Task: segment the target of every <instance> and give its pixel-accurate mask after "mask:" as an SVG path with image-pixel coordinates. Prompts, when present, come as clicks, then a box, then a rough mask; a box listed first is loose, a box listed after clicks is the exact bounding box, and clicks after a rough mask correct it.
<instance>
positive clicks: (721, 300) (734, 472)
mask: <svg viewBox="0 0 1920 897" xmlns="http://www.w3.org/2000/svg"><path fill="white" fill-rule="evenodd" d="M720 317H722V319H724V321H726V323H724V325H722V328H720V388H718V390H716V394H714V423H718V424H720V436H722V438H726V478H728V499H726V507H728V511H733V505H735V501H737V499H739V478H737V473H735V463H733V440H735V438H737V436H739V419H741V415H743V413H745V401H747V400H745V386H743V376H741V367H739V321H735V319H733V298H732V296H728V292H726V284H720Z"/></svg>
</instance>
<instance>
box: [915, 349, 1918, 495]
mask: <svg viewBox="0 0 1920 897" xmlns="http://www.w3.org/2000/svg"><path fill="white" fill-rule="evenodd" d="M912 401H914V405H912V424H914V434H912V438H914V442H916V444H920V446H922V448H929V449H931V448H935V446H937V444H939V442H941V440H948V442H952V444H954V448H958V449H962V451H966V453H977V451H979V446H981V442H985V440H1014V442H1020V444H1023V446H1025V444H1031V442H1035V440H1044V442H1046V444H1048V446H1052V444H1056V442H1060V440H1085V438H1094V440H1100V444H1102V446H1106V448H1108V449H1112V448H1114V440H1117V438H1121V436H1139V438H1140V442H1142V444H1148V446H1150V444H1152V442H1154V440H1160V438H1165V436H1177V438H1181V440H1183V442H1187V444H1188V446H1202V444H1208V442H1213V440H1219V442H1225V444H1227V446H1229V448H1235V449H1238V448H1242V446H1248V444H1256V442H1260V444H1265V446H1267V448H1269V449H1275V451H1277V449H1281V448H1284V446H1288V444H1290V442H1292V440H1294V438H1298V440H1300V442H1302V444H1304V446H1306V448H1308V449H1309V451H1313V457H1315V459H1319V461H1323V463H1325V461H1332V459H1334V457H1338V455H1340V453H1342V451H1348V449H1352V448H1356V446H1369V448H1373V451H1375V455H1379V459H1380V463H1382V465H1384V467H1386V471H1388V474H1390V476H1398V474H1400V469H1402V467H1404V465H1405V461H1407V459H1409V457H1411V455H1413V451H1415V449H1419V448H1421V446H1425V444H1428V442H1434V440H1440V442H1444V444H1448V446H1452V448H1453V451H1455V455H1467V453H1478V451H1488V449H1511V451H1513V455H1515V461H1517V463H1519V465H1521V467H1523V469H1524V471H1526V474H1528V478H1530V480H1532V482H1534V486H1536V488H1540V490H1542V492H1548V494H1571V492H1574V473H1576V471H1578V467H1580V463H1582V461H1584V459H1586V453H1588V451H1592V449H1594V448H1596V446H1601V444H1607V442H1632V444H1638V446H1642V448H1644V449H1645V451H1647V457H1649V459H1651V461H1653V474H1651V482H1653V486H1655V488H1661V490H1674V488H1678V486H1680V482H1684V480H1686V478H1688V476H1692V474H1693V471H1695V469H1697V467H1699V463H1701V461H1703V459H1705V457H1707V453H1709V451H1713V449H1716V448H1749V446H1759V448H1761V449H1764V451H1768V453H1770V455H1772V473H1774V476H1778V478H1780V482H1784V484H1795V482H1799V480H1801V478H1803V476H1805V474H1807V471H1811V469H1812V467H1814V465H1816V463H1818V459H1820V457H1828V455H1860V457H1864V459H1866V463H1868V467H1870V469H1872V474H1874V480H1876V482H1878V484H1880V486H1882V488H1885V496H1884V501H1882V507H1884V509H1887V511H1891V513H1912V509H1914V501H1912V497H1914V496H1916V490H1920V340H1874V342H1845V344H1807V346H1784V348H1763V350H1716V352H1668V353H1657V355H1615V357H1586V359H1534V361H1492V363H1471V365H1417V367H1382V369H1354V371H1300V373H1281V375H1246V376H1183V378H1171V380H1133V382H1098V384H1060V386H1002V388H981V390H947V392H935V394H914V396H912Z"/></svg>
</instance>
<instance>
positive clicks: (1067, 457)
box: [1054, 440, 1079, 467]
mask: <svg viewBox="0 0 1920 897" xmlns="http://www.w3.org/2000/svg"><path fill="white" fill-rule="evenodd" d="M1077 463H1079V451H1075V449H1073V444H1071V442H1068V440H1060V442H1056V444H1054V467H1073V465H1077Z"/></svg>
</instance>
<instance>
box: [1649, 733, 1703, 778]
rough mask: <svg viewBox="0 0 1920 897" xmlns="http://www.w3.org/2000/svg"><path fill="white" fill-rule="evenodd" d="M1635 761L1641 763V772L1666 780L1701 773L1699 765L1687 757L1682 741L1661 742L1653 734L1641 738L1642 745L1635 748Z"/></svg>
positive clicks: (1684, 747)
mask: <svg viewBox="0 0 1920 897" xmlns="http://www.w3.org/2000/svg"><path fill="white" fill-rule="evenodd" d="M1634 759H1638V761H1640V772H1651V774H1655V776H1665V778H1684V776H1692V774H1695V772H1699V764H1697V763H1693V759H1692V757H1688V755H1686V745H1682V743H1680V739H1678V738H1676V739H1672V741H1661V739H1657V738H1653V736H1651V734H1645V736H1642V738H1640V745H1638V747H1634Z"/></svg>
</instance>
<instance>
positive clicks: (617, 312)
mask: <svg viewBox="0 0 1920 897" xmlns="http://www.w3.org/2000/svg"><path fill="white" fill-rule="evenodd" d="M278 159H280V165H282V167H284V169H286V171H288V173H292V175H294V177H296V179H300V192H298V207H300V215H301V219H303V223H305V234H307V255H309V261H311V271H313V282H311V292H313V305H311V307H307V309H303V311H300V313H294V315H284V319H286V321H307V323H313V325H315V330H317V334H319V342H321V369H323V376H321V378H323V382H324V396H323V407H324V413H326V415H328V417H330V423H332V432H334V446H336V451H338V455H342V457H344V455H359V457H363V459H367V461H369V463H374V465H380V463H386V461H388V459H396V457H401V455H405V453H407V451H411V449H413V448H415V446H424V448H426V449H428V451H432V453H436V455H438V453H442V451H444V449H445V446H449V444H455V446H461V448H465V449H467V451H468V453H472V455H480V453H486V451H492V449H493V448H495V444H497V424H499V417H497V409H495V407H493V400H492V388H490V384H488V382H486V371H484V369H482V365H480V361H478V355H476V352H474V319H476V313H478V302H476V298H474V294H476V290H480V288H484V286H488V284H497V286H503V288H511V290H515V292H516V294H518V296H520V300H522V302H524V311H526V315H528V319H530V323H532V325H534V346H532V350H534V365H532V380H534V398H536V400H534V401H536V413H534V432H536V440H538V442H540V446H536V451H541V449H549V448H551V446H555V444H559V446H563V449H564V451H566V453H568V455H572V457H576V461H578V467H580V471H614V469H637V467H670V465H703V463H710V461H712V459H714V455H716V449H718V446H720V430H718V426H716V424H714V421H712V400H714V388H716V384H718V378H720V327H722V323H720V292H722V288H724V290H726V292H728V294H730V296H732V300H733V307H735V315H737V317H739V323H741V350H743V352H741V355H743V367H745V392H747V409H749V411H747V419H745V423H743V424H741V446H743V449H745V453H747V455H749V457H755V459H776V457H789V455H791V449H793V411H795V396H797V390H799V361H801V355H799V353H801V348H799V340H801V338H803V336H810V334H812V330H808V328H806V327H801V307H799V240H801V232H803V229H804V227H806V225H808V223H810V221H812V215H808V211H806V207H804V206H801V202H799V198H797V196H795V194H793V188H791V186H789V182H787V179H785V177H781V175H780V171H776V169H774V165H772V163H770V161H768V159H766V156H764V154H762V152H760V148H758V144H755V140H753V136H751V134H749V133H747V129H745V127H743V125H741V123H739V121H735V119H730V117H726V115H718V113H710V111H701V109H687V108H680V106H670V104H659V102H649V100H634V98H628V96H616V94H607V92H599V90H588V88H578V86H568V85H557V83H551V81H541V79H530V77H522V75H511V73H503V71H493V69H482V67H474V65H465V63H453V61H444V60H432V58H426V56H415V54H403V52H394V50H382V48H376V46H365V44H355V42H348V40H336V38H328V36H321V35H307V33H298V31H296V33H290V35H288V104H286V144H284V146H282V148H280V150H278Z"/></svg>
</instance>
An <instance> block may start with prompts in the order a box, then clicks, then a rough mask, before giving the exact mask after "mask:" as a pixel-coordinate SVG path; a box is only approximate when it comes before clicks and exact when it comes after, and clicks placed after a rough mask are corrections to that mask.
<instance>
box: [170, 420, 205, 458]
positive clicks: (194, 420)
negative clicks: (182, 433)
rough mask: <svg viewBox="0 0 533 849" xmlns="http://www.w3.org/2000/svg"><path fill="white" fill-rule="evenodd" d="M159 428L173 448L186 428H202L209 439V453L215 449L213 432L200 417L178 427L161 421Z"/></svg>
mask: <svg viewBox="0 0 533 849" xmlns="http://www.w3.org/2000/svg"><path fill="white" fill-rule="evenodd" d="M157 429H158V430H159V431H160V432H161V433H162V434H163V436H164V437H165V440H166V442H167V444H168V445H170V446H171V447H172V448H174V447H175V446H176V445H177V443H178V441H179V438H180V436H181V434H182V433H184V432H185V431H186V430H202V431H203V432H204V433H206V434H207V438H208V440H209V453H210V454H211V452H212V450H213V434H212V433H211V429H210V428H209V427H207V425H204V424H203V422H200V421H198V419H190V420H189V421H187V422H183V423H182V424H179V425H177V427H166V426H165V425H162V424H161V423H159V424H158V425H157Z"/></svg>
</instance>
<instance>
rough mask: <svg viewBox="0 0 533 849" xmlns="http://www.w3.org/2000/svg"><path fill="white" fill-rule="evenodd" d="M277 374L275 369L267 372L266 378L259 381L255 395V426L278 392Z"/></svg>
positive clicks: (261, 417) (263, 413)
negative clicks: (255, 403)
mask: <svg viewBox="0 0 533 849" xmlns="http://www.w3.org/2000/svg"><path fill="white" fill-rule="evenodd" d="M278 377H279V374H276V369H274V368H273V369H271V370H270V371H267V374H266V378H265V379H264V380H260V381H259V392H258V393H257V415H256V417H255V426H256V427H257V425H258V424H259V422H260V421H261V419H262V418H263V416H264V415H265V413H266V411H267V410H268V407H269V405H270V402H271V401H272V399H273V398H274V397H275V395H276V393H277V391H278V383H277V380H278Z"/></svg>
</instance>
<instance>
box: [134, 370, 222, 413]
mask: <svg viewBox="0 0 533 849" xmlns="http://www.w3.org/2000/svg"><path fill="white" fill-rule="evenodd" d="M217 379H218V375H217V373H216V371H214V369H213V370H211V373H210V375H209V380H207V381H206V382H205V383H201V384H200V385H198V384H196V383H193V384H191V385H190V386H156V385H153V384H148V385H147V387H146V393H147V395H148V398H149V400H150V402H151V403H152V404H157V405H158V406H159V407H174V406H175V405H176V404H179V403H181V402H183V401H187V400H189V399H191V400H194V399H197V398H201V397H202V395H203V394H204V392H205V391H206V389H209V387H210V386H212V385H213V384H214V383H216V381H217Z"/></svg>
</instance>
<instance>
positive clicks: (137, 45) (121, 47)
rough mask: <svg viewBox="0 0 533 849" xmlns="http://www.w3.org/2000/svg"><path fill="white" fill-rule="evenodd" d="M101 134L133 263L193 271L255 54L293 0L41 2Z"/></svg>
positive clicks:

***

*EXERCISE INSTRUCTIONS*.
Quote the entries word for word, starting at their very beginning and continuing through the line with "positive clicks: (721, 300) (734, 472)", including that line.

*SOLVED PROBLEM*.
Task: segment the target of every <instance> and give its pixel-accurate mask after "mask:" as an SVG path with image-pixel coordinates. Prompts, when present, come as clicks, then a box, then a rough mask; a box listed first is loose, a box listed after clicks is the exact bounding box, and clicks after a rough mask correct it.
<instance>
positive clicks: (721, 300) (734, 472)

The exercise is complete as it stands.